| Set task |
Write out every line of the rows below again, requests included, but multiply each x and y coordinate in the answers by 1.35 and round to whole numbers, with halves rounding up. Leave the numbers in the requests and their format samples as they are, and leave the pictures out.

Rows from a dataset
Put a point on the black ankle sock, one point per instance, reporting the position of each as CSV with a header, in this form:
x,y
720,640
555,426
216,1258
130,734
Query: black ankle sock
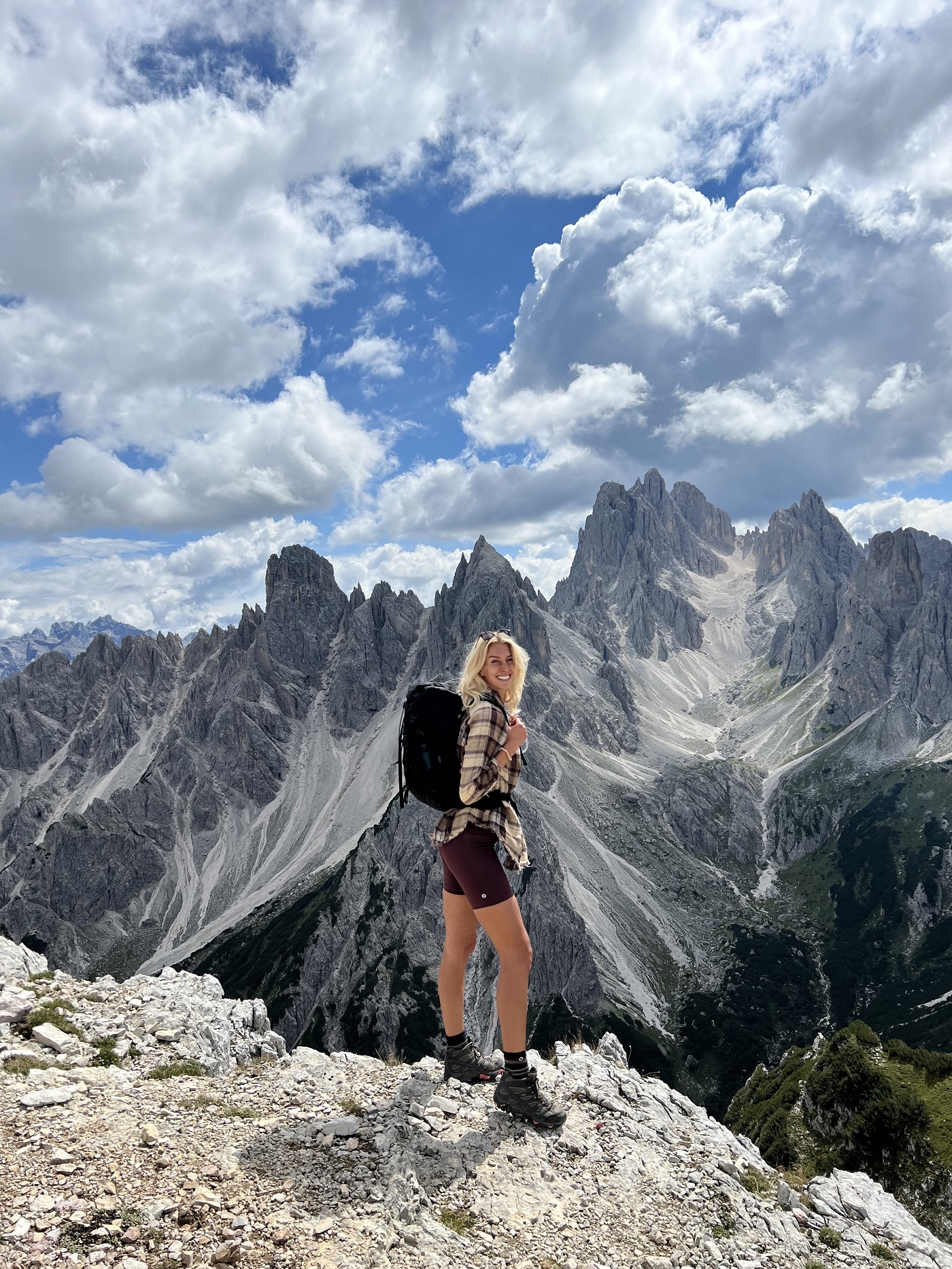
x,y
517,1064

| Output below |
Put a point on the black ankle sock, one point per instance, reporting the position of each as CSV with a header, in this form:
x,y
720,640
555,426
216,1258
130,734
Query: black ankle sock
x,y
698,1436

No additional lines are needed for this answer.